* _Source passage_:
Content starts

Rotavirus probably is the leading cause of severe, dehydrating diarrhea in newborns and young kids worldwide. According to the World Health Organization, more than 500,000 children under five die of this infection annually. Biology professor Michael Roner from University of Texas at Arlington anticipates that a natural additive in Chilean soapbark tree used to make foam in soft drinks may prevent the deadly rotavirus infection in children or decrease its severity.
In the course of the investigation, it was observed that the soapbark tree can block the rotavirus by disrupting its interaction with target cells. The molecule saponin can be reportedly found in more than 500 plant species. Their ability to form insoluble complexes with cholesterol has been probably used on a large scale in a range of biological applications such as cholesterol lowering, antitumor and antiviral drugs.
“Current vaccines are impossible to afford in the majority of countries where children are dying because of rotavirus,” said associate professor Michael Roner, adding that each dose can cost $50 to $100 and two to three doses are needed per child. “If our research can prove that extracts from the soapbark tree prevent infection, it could be inexpensively added to the water or milk these children drink and do the exact same thing as a vaccine.”
While conducting the research, saponin molecules extracted in fluid form from the Chilean soapbark tree known as Quillaja Saponaria were inspected. Mice were then subjected to a dose of the extract and a reduction in diarrhea was registered. Researchers mentioned that diarrhea induced by exposure to the rhesus rotavirus decreased from 79 percent to 11 percent. The Chilean soapbark tree treatment option is probably less expensive than the current rotavirus vaccines.
The research is published online on Antiviral Research.

Content ends

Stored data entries

Content starts

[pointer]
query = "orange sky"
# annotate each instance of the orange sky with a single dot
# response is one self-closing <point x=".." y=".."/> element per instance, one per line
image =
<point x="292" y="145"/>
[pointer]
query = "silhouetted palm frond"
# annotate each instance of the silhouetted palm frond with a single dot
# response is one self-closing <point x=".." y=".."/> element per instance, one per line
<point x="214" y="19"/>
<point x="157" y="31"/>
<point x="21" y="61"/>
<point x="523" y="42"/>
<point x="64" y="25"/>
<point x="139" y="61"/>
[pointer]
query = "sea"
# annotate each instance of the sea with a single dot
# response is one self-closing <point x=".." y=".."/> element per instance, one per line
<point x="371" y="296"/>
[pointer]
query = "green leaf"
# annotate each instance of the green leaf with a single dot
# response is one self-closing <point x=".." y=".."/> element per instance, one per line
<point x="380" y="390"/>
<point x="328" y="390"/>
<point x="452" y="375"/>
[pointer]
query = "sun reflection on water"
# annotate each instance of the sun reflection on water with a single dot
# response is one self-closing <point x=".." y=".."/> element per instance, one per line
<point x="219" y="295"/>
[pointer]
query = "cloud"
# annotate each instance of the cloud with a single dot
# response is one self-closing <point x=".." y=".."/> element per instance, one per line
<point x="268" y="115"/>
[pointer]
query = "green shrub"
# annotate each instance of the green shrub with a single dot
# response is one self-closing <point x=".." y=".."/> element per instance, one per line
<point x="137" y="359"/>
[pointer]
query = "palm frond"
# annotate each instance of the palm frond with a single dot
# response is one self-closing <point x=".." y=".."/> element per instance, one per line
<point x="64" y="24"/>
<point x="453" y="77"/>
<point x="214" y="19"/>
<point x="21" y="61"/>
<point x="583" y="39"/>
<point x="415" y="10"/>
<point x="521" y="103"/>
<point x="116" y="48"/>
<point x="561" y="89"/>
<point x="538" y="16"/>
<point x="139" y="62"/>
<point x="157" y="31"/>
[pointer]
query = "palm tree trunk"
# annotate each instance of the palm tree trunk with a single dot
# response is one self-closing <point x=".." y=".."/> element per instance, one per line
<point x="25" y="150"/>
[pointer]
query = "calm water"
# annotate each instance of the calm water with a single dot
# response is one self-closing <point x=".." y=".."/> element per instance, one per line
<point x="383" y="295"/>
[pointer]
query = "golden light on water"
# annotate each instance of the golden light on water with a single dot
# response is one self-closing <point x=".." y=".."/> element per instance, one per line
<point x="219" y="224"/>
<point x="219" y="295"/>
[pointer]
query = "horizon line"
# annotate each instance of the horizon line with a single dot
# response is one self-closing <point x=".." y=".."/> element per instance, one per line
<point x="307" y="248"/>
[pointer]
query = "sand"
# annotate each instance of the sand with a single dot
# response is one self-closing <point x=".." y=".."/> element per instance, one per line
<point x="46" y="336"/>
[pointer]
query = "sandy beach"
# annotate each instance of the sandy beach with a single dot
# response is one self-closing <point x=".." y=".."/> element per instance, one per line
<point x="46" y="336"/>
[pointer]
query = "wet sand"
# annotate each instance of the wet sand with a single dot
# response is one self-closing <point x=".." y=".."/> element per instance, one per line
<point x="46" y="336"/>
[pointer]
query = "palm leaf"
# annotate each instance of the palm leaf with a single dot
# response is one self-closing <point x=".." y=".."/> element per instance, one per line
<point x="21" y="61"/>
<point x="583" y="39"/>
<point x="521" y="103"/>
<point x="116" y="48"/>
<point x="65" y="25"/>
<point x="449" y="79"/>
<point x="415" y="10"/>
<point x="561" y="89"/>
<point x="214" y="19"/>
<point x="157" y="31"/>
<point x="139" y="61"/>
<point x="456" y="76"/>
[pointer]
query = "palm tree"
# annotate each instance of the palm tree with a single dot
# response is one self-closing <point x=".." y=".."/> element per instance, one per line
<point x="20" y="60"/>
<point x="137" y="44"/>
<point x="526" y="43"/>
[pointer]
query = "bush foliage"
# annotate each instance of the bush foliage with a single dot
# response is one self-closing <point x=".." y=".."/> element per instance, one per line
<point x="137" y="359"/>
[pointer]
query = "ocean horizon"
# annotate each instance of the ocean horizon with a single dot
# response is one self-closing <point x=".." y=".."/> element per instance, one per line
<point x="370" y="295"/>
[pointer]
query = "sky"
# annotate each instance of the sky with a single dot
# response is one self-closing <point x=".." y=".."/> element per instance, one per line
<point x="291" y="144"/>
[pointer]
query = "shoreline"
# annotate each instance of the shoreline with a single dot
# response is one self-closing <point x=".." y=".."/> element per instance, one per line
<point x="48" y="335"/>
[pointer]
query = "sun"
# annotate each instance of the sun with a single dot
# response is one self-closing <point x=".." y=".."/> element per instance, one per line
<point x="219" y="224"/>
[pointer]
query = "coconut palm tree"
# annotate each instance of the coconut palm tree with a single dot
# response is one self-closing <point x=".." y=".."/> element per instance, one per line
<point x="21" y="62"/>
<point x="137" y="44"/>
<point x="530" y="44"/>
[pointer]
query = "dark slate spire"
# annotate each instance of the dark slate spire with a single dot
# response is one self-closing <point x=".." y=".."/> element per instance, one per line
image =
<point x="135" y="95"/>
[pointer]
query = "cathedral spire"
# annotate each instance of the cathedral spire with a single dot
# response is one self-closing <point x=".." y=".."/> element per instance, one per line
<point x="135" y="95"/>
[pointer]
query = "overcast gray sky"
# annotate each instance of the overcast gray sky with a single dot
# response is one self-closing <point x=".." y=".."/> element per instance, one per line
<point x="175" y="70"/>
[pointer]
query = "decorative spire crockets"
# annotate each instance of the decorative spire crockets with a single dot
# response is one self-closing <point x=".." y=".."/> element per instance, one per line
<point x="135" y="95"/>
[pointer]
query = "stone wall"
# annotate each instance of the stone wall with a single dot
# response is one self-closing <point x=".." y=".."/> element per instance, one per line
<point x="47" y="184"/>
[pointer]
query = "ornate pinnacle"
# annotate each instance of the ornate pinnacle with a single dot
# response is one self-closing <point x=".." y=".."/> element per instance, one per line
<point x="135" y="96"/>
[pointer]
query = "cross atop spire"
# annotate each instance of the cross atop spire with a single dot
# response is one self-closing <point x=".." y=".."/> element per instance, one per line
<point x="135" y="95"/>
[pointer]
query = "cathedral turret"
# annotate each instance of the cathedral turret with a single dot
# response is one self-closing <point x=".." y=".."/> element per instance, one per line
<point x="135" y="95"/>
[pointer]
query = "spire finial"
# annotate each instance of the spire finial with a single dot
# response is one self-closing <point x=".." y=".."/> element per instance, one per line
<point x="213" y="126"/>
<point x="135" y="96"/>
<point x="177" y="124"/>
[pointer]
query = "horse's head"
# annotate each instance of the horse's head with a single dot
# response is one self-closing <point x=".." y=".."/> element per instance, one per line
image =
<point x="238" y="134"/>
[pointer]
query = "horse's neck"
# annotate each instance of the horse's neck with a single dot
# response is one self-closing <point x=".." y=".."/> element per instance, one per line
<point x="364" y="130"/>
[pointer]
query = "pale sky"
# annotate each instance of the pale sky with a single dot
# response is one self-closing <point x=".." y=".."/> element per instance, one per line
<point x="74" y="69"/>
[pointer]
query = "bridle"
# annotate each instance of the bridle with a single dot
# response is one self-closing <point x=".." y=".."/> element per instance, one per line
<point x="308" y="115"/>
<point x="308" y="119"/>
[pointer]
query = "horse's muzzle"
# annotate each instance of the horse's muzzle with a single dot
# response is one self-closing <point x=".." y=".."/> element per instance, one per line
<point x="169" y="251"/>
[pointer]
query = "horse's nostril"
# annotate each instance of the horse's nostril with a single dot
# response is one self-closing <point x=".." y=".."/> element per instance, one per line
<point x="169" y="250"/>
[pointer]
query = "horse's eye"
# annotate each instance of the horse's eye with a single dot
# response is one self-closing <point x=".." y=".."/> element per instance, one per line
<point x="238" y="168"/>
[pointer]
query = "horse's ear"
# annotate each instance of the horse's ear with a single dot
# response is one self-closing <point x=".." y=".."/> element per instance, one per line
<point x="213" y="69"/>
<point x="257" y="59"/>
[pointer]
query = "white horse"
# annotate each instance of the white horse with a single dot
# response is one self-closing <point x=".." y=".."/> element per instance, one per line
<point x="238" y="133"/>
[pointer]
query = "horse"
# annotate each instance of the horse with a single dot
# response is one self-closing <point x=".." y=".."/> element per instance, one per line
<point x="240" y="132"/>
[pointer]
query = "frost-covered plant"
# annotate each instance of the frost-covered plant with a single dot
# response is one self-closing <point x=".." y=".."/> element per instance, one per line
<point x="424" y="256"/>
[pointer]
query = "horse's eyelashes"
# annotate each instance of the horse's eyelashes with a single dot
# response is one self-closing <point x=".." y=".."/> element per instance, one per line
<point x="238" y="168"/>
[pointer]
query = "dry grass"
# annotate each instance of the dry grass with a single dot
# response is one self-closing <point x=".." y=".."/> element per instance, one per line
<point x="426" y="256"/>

Content ends
Content starts

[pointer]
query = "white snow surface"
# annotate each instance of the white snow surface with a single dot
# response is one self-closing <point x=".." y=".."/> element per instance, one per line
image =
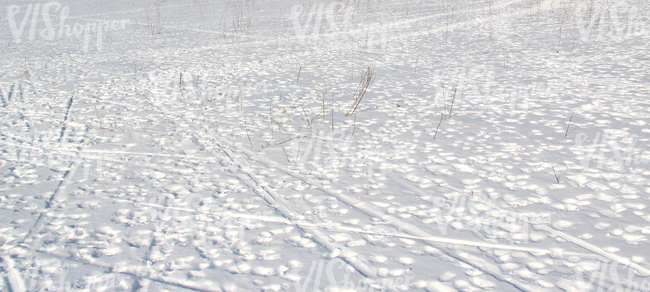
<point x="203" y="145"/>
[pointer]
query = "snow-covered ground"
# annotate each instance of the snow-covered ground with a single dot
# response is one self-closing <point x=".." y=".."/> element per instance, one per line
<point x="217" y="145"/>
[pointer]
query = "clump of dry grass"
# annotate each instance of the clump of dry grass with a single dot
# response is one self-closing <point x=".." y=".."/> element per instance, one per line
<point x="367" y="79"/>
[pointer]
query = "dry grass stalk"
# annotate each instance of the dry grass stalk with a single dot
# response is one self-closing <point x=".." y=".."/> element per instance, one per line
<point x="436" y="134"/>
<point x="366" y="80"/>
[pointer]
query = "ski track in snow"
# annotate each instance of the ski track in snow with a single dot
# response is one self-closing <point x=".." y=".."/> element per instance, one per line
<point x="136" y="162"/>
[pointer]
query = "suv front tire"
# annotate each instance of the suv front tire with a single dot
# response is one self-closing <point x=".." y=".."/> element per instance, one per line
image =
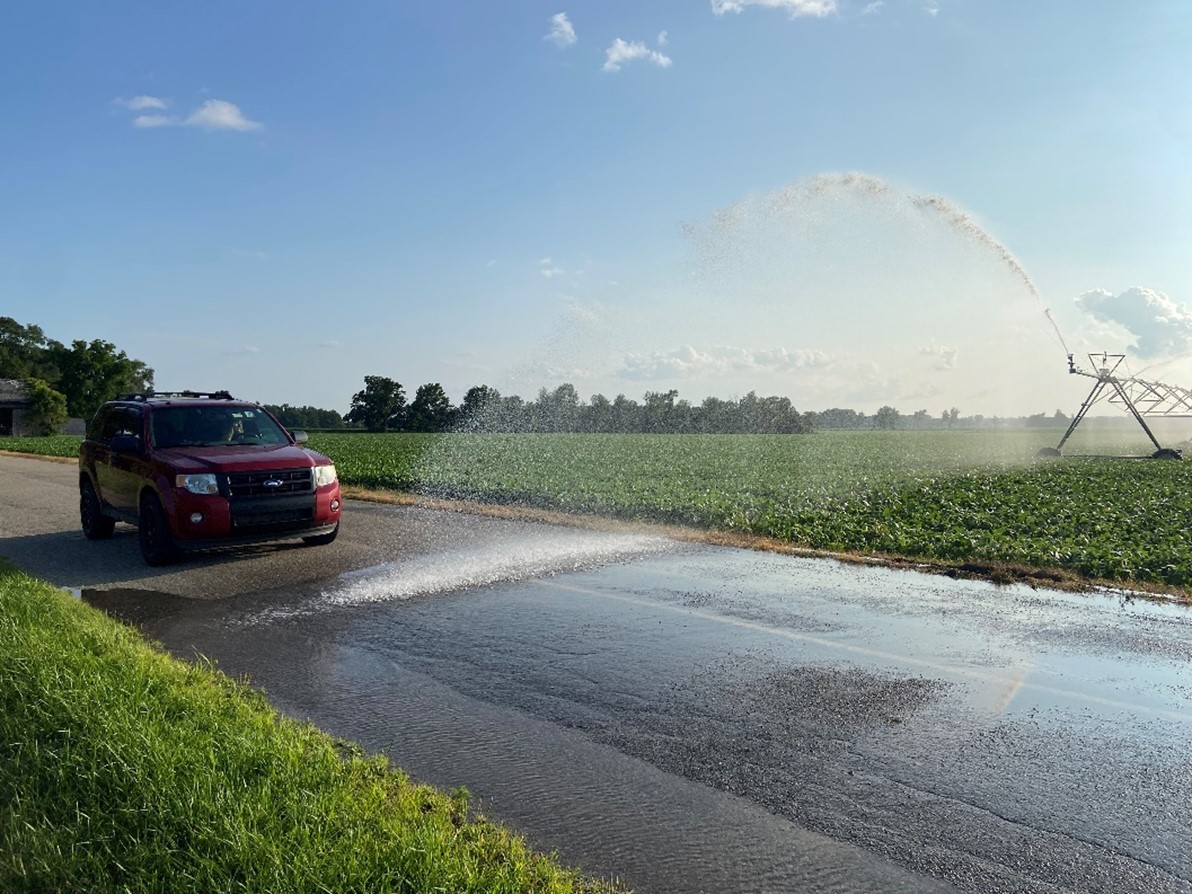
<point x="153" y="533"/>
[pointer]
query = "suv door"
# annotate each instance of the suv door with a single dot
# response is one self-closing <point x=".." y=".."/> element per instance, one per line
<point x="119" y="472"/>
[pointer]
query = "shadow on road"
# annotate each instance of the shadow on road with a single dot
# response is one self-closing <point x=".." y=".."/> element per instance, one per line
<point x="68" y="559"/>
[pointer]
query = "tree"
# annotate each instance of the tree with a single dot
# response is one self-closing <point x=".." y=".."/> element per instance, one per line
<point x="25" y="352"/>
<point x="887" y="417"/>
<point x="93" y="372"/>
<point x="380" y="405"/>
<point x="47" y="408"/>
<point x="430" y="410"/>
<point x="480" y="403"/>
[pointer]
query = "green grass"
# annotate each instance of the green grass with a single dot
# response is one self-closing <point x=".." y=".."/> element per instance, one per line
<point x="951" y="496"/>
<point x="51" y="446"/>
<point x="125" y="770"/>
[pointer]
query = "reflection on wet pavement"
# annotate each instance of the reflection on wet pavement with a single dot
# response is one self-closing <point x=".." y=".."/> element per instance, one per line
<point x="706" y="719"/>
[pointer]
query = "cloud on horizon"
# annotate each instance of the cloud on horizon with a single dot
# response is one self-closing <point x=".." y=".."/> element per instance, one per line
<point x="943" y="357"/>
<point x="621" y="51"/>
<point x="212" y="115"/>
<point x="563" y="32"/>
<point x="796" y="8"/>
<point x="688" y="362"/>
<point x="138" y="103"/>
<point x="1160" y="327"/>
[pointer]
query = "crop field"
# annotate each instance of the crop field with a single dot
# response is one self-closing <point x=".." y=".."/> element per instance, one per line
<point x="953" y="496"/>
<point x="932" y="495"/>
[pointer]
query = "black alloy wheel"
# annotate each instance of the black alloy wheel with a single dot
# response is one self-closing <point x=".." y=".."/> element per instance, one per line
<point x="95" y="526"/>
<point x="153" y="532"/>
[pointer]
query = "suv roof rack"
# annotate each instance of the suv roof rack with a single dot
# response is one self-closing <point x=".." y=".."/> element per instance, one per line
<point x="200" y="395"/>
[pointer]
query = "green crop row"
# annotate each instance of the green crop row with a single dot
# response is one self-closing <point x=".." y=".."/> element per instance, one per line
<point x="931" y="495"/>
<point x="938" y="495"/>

Content ends

* _Exercise_: Reproduce the stretch of the rotavirus article from "While conducting the" through "current rotavirus vaccines.", keeping every word unchanged.

* _Answer area_:
While conducting the research, saponin molecules extracted in fluid form from the Chilean soapbark tree known as Quillaja Saponaria were inspected. Mice were then subjected to a dose of the extract and a reduction in diarrhea was registered. Researchers mentioned that diarrhea induced by exposure to the rhesus rotavirus decreased from 79 percent to 11 percent. The Chilean soapbark tree treatment option is probably less expensive than the current rotavirus vaccines.